*WHAT IS EXPECTED*
Tally the lines in the data below that contain the string "street", counting a match only when its case is identical. Reply with the number alone.
___ RAW RECORDS ___
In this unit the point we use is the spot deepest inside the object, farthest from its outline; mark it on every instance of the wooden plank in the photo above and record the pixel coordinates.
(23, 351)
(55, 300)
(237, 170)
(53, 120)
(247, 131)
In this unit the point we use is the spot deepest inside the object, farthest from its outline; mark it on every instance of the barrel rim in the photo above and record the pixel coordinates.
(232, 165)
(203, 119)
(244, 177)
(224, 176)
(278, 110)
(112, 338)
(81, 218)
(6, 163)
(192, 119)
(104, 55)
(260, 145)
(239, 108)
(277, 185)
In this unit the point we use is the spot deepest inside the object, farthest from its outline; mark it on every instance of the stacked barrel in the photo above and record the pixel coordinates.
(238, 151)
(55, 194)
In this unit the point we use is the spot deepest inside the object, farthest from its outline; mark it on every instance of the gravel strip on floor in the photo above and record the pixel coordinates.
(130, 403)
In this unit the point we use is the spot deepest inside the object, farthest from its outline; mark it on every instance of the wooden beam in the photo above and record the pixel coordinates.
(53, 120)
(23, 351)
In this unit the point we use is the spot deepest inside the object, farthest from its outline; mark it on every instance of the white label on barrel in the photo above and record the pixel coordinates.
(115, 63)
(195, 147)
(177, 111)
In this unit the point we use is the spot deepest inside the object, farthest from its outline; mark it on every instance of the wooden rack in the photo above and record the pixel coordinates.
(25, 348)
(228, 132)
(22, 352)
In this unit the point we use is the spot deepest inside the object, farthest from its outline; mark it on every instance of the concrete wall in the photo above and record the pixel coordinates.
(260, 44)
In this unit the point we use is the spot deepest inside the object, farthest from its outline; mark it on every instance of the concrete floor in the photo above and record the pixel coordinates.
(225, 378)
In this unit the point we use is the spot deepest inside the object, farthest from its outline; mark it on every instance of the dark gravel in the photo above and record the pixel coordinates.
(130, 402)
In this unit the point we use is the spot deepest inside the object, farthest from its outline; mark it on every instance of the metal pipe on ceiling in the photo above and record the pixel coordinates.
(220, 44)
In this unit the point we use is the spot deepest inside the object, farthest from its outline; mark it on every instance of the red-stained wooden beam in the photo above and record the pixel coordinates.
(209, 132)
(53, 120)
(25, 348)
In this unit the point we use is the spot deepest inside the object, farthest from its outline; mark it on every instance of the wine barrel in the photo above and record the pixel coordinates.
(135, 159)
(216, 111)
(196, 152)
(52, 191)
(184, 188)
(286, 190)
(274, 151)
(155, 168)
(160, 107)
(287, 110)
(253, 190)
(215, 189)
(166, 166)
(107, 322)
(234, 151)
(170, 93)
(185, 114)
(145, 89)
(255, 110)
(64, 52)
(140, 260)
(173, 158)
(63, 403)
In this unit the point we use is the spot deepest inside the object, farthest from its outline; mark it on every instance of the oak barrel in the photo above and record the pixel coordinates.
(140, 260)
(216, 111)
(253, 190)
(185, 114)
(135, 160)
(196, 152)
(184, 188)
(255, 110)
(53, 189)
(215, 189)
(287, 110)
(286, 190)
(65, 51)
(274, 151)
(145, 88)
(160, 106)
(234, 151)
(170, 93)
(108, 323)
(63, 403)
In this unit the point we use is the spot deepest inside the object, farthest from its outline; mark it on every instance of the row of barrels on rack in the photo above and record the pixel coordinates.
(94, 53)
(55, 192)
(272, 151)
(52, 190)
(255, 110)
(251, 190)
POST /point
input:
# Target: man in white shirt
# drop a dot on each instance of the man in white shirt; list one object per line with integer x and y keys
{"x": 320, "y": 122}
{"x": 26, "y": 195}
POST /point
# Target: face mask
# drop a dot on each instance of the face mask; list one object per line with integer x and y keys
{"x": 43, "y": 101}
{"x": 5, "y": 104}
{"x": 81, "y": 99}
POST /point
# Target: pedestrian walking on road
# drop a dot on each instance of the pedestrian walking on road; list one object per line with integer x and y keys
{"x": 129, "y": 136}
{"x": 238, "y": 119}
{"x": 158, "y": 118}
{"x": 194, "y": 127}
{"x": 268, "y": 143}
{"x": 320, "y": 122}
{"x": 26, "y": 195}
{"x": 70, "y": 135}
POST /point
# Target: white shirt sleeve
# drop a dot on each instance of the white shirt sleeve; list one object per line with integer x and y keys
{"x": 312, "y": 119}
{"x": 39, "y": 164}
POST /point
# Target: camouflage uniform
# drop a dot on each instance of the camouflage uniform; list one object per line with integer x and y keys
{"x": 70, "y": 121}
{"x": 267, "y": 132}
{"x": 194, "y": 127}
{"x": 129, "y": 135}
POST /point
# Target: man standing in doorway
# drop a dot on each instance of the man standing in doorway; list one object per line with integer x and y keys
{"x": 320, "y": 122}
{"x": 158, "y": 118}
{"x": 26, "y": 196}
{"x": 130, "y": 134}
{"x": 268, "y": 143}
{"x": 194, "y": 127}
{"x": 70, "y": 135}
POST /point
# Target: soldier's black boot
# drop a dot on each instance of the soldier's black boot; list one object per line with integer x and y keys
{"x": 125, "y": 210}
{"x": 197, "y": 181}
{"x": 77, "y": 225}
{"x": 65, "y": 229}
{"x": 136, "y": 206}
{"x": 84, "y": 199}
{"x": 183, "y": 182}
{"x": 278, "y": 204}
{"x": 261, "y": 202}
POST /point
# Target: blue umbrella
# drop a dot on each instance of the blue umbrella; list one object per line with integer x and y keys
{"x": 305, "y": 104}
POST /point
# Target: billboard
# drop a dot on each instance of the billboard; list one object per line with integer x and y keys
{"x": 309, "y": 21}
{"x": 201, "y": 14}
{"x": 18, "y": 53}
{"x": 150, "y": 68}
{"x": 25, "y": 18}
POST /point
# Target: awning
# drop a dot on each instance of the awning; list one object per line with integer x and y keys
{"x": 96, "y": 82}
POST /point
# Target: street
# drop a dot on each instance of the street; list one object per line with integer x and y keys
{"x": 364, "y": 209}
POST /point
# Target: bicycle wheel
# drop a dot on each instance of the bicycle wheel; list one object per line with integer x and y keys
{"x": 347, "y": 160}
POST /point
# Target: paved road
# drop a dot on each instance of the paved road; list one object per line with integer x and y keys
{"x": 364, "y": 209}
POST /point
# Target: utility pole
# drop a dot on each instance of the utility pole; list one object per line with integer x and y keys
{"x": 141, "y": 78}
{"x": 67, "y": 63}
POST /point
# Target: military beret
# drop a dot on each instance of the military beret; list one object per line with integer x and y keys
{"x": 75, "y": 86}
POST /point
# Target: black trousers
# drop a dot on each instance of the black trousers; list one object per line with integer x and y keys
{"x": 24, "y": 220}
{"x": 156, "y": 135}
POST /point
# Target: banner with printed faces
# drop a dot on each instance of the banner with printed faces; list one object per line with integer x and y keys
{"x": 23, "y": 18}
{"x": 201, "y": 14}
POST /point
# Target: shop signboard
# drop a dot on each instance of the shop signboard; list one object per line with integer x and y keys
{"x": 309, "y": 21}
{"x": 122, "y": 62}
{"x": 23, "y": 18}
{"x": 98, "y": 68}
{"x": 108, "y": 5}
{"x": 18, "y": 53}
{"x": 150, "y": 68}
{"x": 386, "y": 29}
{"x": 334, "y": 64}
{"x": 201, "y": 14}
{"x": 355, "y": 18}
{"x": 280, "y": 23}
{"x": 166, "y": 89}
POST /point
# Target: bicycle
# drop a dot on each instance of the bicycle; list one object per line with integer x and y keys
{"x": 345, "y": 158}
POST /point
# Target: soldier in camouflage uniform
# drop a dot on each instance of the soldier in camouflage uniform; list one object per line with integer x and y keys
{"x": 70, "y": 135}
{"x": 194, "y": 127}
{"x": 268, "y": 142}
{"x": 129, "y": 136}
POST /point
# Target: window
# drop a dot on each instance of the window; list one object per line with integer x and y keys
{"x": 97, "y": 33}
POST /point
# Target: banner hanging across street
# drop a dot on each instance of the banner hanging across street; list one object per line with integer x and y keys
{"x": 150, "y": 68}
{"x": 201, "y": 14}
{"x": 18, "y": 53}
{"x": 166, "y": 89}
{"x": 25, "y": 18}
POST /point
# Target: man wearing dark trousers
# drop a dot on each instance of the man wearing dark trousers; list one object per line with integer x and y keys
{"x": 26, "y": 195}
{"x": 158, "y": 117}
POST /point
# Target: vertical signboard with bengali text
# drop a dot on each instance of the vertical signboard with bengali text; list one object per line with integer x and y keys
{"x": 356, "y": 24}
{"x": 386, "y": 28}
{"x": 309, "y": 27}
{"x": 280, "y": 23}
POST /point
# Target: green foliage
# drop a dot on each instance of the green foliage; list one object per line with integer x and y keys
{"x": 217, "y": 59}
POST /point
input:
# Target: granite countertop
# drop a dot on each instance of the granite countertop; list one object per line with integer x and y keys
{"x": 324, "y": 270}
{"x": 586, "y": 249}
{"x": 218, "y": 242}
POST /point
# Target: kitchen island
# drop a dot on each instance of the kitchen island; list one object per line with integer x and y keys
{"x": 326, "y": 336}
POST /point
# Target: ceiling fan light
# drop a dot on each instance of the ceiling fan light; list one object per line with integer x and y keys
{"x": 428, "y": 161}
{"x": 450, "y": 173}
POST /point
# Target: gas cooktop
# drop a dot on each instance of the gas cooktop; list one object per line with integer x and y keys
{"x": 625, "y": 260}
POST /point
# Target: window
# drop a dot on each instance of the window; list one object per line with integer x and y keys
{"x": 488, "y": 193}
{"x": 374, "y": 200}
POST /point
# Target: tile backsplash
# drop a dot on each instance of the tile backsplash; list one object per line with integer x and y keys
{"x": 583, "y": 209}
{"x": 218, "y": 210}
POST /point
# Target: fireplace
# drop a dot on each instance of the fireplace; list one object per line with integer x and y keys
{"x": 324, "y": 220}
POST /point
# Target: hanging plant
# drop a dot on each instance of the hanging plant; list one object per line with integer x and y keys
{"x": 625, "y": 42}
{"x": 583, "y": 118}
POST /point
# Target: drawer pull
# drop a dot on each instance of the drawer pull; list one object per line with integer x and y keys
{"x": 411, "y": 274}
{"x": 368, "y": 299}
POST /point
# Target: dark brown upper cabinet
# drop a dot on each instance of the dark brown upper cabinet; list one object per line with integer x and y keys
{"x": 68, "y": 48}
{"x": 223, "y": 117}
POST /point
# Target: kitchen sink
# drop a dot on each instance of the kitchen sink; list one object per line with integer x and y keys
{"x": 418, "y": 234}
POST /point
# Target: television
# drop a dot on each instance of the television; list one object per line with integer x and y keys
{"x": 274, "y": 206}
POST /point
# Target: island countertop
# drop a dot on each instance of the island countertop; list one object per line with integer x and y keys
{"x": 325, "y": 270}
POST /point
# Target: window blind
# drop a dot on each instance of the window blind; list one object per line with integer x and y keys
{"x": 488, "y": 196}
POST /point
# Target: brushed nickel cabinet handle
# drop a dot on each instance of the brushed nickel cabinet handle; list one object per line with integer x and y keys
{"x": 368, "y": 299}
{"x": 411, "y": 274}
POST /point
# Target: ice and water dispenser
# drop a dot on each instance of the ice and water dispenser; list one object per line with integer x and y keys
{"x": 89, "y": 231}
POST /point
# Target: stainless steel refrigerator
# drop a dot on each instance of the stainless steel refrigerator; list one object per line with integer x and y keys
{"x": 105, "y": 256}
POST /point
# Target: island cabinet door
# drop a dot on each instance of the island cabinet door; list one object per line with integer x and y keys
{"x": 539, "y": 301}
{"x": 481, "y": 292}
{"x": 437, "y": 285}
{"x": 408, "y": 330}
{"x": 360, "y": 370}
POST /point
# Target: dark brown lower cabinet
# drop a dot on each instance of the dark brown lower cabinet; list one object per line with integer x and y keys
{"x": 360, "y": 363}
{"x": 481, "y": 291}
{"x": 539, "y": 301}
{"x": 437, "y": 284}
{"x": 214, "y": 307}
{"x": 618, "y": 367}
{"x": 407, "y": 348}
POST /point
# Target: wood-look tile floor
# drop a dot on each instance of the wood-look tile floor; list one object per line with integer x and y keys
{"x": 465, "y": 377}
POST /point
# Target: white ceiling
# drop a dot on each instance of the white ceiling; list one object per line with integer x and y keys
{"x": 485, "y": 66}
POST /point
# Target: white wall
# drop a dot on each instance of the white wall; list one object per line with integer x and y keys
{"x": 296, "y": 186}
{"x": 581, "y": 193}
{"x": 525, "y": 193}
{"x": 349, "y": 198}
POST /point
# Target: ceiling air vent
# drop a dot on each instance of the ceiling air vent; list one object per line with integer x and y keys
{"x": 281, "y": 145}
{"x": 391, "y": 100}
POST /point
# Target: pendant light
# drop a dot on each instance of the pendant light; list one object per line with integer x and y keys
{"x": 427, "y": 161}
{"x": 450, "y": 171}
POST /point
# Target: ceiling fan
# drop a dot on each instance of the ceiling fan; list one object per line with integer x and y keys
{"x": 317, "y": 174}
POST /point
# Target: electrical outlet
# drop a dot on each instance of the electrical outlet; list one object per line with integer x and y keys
___
*CORRECT RESPONSE*
4